▸ What is needed
Exclude the pictures, then repeat exactly each line from the one containing "Return one point per instance of the dry" to the final line of the records that follow.

[Data records]
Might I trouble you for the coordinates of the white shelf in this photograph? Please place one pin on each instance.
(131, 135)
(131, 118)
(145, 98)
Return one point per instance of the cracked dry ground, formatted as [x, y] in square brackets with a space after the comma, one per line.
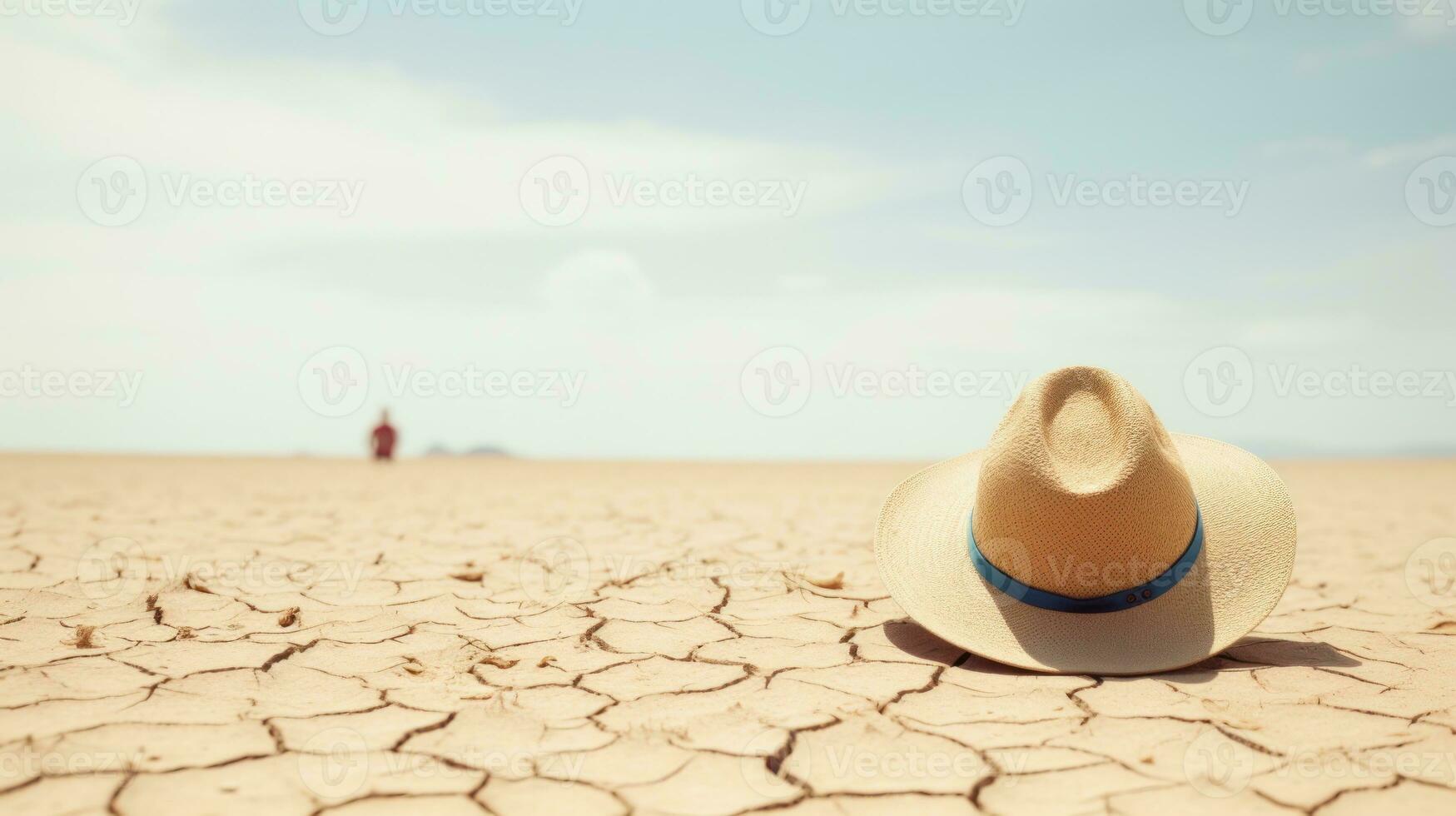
[309, 635]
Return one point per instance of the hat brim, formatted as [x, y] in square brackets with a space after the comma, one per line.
[1238, 579]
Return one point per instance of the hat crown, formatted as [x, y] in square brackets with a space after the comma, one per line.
[1082, 491]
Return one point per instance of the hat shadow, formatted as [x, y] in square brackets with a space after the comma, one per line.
[1250, 652]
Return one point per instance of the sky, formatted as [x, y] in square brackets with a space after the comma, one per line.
[843, 229]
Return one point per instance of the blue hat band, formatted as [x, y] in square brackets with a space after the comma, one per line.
[1113, 602]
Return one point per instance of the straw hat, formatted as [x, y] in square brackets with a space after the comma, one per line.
[1088, 540]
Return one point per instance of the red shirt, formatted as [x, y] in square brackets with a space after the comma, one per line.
[383, 437]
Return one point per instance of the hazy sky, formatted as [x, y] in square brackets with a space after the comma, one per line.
[721, 229]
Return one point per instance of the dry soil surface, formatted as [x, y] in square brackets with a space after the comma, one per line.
[489, 635]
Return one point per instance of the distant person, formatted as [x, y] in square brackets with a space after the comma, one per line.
[382, 439]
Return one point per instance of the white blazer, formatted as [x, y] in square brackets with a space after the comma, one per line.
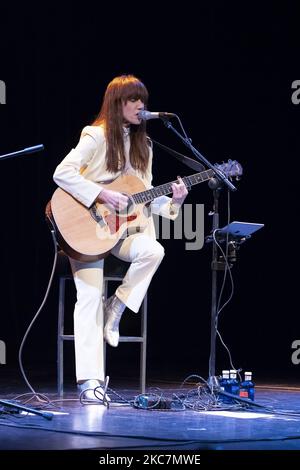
[83, 170]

▸ Solution to the problem
Return one point per instance of the dry soil surface, formatted as [x, y] in square brackets with a space after the comma, one per line.
[489, 635]
Return one point per instance of the distant person, formatted as [x, y] in square brackets with a space after the comma, one per line.
[382, 439]
Return one point per instance of the white blazer, formatted as [x, y] in square brackets with a space after the comma, one per line.
[83, 170]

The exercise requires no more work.